▶ **Selected text**
####
“So, how does the
message of Christian Reconstruction affect your practice in the mission field?”
I have been asked
this question many times. Most of those who asked me that question were
missionaries hostile in their views to the message of Christian Reconstruction.
Some of them were convinced that Christian Reconstruction doesn’t care about
the “heart of man,” that it is all about “externals,” but the prevailing
pietistic model of missions cares about the heart and therefore will produce
more converts. Many of them couldn’t see how unbelievers would pay attention to
preaching that speaks to things like law, economics,education, etc.; that is, to what constitutes
the total nature of man, not just his inner subjective feelings.
Many missionaries, led by their pietistic theologies, are convinced that “the
gospel” only concerns the inner man and his personal salvation, but that it
doesn’t touch issues like his family, his work, or his society. So when they see a
missionary who doesn’t shy from preaching the Biblical message to every area of
life, not just man’s personal subjective feelings, they are wondering: How is
this guy going to win any converts?
Not that modern
pietistic missions are producing many converts. The majority of converts in the
modern growth of Christianity are in areas of the world where cultures are so
far from the Christian principles, and therefore the societies are so desperate
for any cultural guidance, that missionaries willy-nilly bring some new
cultural influences, even if they never mean to. Even there, I can safely
predict, the growth of the church may begin to subside if the growth in the
number of converts is not paralleled by a growth in teaching about the
comprehensive cultural demands and application of the Christian faith, and if
the cultural idols are not challenged.1 But
in places of more advanced cultures where the prevailing pagan ideologies are
much more subtle, mission efforts have produced very negligible effect, and
active Biblical Christianity has remained a peripheral influence, at best.
####
▶ **Data records**
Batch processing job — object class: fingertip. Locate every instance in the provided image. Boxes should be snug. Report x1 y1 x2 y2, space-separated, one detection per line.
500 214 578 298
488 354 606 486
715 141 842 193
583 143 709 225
####
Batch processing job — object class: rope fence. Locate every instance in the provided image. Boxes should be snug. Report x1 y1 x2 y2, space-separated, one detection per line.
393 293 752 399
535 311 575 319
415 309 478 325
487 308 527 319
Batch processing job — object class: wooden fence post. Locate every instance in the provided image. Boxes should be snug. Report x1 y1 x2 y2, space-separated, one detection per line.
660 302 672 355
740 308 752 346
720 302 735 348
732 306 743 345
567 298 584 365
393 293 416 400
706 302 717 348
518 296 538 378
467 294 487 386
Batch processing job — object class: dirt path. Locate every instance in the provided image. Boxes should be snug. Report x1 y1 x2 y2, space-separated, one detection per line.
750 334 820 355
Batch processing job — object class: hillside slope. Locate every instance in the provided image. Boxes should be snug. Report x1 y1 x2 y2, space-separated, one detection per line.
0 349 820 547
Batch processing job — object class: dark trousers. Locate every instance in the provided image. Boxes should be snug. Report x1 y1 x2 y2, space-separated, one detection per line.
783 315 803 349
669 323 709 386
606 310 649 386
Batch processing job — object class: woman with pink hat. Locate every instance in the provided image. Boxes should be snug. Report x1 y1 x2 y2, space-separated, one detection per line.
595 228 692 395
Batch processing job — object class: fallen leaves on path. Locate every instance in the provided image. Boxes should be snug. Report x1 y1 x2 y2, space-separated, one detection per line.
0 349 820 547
####
▶ **Written exercise**
Extract the section of the missions passage from "Some of them" up to and including "inner subjective feelings.", copied word for word. Rely only on the passage about Christian Reconstruction and missions.

▶ **Result below**
Some of them were convinced that Christian Reconstruction doesn’t care about
the “heart of man,” that it is all about “externals,” but the prevailing
pietistic model of missions cares about the heart and therefore will produce
more converts. Many of them couldn’t see how unbelievers would pay attention to
preaching that speaks to things like law, economics,education, etc.; that is, to what constitutes
the total nature of man, not just his inner subjective feelings.